** WHAT TO PRODUCE **
Give the records, from the first line through the line with "[4,17,48,81]", as a Markdown table with the columns Row and Text. Number each line in Row, put the line itself in Text, and leave out blank lines and the pictures.
[START OF DATA IN THIS EXERCISE]
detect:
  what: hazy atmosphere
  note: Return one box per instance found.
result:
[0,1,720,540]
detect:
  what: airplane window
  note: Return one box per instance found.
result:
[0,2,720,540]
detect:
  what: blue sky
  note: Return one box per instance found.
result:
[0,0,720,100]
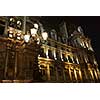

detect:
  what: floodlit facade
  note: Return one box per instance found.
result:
[0,17,100,82]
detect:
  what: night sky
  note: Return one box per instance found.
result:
[40,16,100,69]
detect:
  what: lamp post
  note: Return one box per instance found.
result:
[4,17,48,81]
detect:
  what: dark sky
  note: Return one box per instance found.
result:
[40,16,100,65]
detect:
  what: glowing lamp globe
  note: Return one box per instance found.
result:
[42,32,48,40]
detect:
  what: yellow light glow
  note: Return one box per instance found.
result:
[34,23,39,29]
[24,34,30,42]
[9,27,14,33]
[9,34,13,38]
[31,28,37,36]
[42,32,48,40]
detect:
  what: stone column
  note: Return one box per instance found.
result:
[69,67,72,81]
[56,67,59,81]
[97,68,100,79]
[79,69,82,80]
[14,51,17,79]
[4,47,9,79]
[74,69,77,81]
[90,69,94,80]
[94,70,98,80]
[63,69,66,81]
[84,69,88,79]
[23,16,27,34]
[47,64,50,80]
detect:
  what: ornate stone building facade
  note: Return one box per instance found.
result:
[0,17,100,82]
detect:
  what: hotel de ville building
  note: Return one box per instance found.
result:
[0,16,100,83]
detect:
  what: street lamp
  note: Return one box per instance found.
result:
[31,28,37,37]
[34,23,39,29]
[24,34,30,43]
[42,32,48,41]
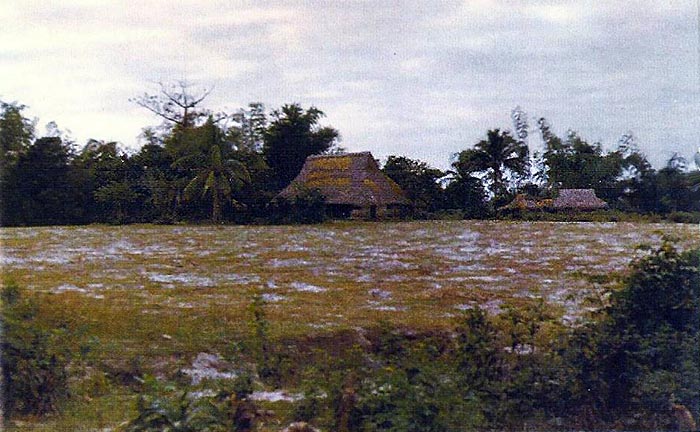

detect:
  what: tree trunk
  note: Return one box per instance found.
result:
[211,191,221,223]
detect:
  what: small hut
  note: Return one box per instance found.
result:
[277,152,409,219]
[501,189,608,211]
[552,189,608,211]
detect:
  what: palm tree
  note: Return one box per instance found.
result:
[452,129,528,199]
[184,144,250,223]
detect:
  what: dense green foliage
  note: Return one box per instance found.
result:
[0,97,700,226]
[0,281,76,417]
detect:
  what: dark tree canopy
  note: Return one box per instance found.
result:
[263,104,340,189]
[453,129,528,201]
[382,156,445,212]
[131,81,211,129]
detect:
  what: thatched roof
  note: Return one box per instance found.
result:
[552,189,608,210]
[501,194,552,210]
[278,152,408,207]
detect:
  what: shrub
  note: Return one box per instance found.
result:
[1,281,74,417]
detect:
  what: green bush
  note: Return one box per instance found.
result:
[569,240,700,429]
[1,281,74,417]
[125,374,257,432]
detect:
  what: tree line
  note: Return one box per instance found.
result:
[0,83,700,226]
[0,240,700,432]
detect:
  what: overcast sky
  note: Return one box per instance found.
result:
[0,0,700,168]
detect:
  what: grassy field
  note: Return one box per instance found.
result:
[0,221,700,430]
[1,221,700,351]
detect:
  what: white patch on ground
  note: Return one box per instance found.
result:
[260,293,287,303]
[147,273,215,287]
[217,273,260,285]
[268,258,311,268]
[289,282,328,293]
[250,390,304,402]
[368,288,391,300]
[51,284,88,293]
[181,353,238,385]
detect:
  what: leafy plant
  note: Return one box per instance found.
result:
[0,280,75,416]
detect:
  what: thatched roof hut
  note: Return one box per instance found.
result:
[278,152,409,217]
[501,189,608,211]
[552,189,608,210]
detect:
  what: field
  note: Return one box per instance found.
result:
[1,221,700,346]
[0,221,700,428]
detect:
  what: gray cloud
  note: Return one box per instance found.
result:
[0,0,700,168]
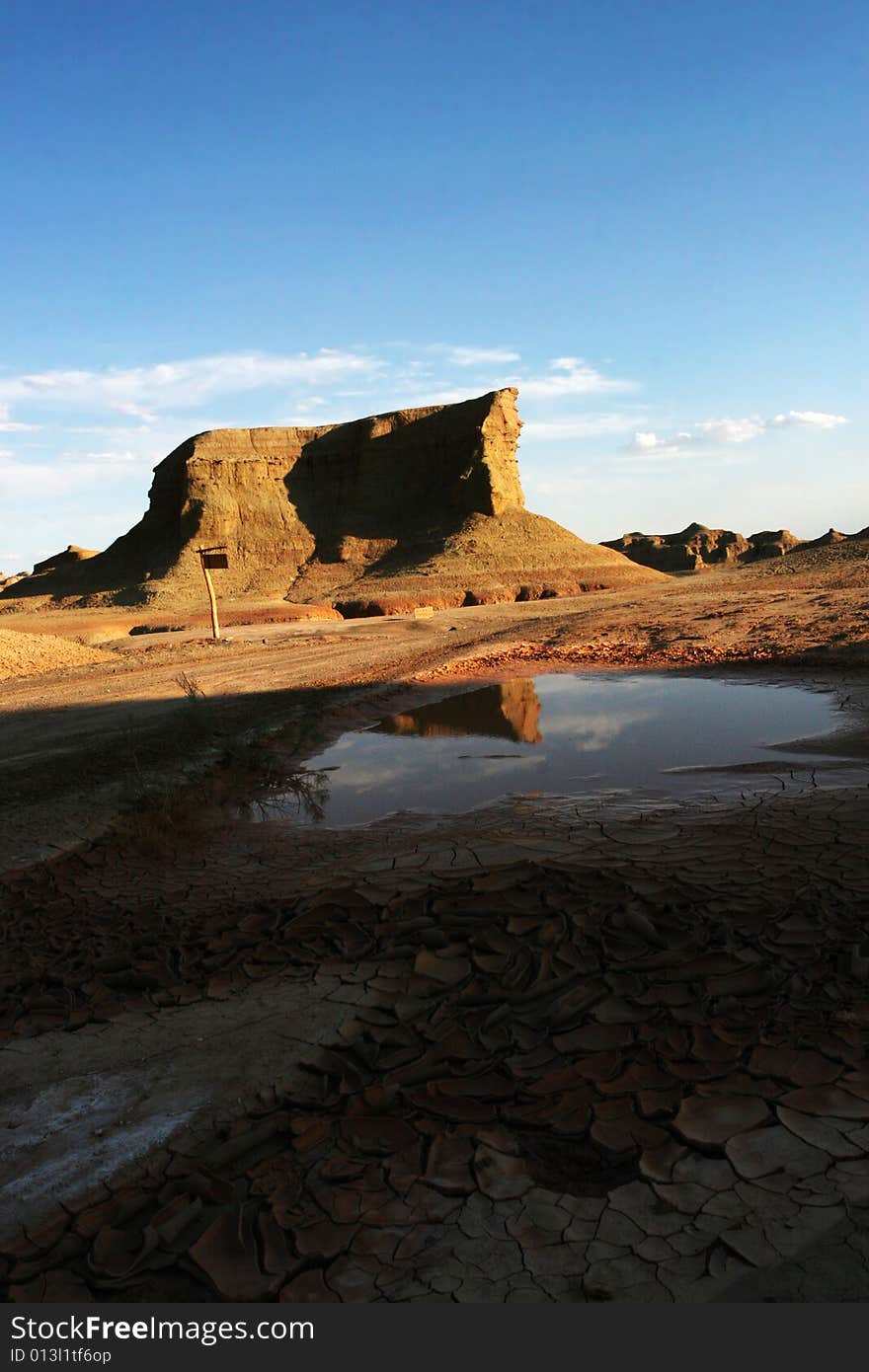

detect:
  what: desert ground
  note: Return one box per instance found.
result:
[0,562,869,1302]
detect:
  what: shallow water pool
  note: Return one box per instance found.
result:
[267,672,841,826]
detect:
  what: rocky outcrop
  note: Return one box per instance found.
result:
[370,679,541,743]
[742,528,800,563]
[3,388,654,613]
[33,543,99,576]
[602,524,813,572]
[602,524,750,572]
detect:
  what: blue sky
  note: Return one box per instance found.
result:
[0,0,869,572]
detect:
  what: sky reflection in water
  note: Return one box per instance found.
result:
[268,673,837,826]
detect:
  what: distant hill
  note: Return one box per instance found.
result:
[602,524,869,572]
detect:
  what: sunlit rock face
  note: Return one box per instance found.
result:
[1,387,657,613]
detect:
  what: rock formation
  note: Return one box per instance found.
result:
[602,524,749,572]
[3,388,655,613]
[602,524,834,572]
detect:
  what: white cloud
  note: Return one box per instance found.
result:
[516,356,634,401]
[0,450,143,499]
[626,411,848,458]
[0,348,381,418]
[446,347,518,366]
[521,415,637,442]
[0,405,40,433]
[694,418,766,443]
[769,411,848,428]
[627,429,689,457]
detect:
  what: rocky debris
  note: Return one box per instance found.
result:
[0,629,109,680]
[1,388,664,613]
[0,762,869,1302]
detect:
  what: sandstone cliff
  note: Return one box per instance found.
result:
[3,388,655,613]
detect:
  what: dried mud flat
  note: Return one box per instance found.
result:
[0,577,869,1302]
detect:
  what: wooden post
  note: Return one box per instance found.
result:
[201,557,219,638]
[198,545,228,640]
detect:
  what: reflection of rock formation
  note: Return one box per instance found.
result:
[373,680,541,743]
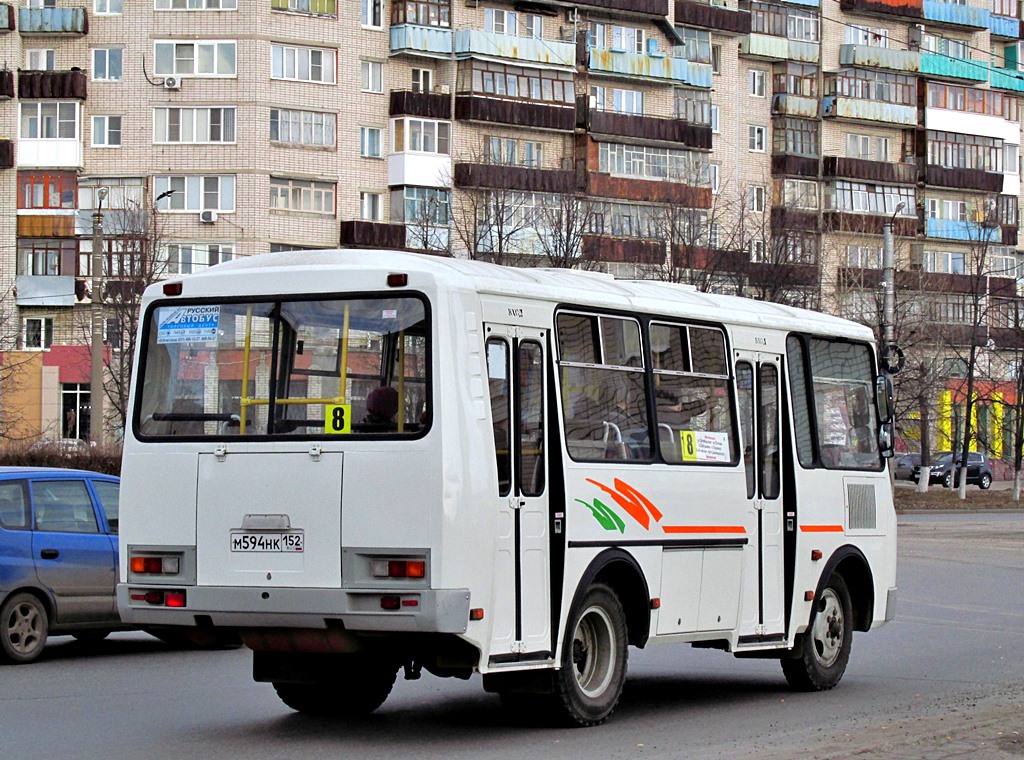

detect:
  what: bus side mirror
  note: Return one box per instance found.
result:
[874,375,896,423]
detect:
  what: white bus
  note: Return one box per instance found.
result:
[118,250,896,725]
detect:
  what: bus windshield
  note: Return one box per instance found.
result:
[134,295,430,438]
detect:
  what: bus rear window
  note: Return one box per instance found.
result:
[134,296,430,438]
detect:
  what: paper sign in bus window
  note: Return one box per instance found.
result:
[157,306,220,343]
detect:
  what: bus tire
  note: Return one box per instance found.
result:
[781,574,853,691]
[273,660,398,718]
[554,583,629,726]
[0,593,50,665]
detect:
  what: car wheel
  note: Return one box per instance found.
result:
[0,593,49,664]
[781,575,853,691]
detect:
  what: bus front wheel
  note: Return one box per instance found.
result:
[782,575,853,691]
[555,583,629,726]
[273,656,398,718]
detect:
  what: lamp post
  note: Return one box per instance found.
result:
[89,187,106,444]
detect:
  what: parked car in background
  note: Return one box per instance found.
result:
[0,467,126,663]
[911,452,992,491]
[893,454,921,480]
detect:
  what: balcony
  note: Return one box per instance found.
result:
[581,106,712,151]
[771,93,818,119]
[921,53,988,82]
[925,164,1002,193]
[676,0,751,34]
[739,32,821,64]
[455,163,575,194]
[821,156,918,184]
[388,90,452,120]
[839,45,921,74]
[17,8,89,35]
[455,29,575,67]
[17,69,88,100]
[821,95,918,127]
[589,48,712,87]
[925,219,1002,245]
[924,0,991,31]
[389,24,452,57]
[455,92,575,132]
[339,219,406,250]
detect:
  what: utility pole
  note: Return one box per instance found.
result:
[89,187,106,445]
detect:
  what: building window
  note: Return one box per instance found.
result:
[270,45,335,84]
[153,107,234,143]
[270,177,335,216]
[750,69,768,97]
[154,0,238,10]
[392,119,452,156]
[25,48,56,72]
[92,47,123,82]
[746,124,765,153]
[359,193,384,221]
[22,316,53,350]
[359,127,381,159]
[359,60,384,92]
[19,101,78,140]
[270,109,337,147]
[92,116,121,147]
[153,174,234,212]
[360,0,381,29]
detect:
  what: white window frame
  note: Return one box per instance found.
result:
[153,174,237,214]
[153,40,239,79]
[91,115,123,149]
[270,44,338,85]
[153,105,238,145]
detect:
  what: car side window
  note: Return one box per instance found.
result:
[92,480,121,533]
[32,480,99,533]
[0,480,29,530]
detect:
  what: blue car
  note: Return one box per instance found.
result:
[0,467,125,663]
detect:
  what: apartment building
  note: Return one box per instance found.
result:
[0,0,1024,453]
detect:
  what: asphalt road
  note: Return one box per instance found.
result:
[0,512,1024,760]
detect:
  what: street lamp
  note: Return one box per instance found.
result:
[89,187,108,444]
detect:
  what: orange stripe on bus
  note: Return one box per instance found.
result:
[662,525,746,533]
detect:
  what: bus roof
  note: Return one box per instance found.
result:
[165,249,874,341]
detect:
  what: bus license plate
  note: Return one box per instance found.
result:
[231,531,305,552]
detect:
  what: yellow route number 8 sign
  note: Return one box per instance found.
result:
[324,404,352,435]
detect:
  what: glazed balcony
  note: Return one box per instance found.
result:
[924,0,991,31]
[455,163,575,194]
[588,48,712,87]
[17,69,88,100]
[388,90,452,120]
[389,24,453,57]
[839,45,921,74]
[455,29,575,67]
[676,0,751,35]
[739,32,821,64]
[578,105,712,151]
[925,164,1002,193]
[455,92,575,132]
[821,156,918,184]
[339,219,406,250]
[17,8,89,35]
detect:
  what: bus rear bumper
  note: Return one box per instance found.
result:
[118,584,469,633]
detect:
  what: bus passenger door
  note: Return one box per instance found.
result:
[735,351,785,643]
[485,325,552,663]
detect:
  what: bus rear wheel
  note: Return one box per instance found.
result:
[273,656,398,718]
[555,584,629,726]
[782,575,853,691]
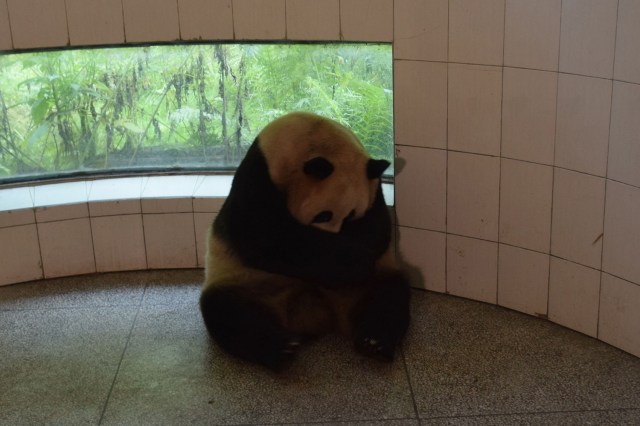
[END OF DATA IN THIS EXERCISE]
** THE SOLUTION **
| Row | Text |
|---|---|
| 1 | detect: |
| 2 |   what: hazy atmosphere |
| 3 |   note: Return one box per instance found. |
| 4 | result: |
| 5 | [0,1,720,540] |
| 6 | detect: |
| 7 |   what: airplane window |
| 8 |   note: Return one box per instance found. |
| 9 | result: |
| 10 | [0,2,720,540] |
| 11 | detect: |
| 12 |   what: blue sky |
| 13 |   note: Return one box per instance found. |
| 14 | result: |
| 15 | [0,0,720,100] |
| 16 | detect: |
| 17 |   what: floodlit facade |
| 18 |   note: Return one box per instance found. |
| 19 | result: |
| 20 | [0,17,100,82] |
| 21 | detect: |
| 22 |   what: night sky |
| 23 |   note: Return one box per instance found. |
| 24 | result: |
| 25 | [40,16,100,69] |
| 26 | detect: |
| 27 |   what: lamp post |
| 28 |   note: Return one box per instance found. |
| 29 | result: |
| 30 | [4,17,48,81] |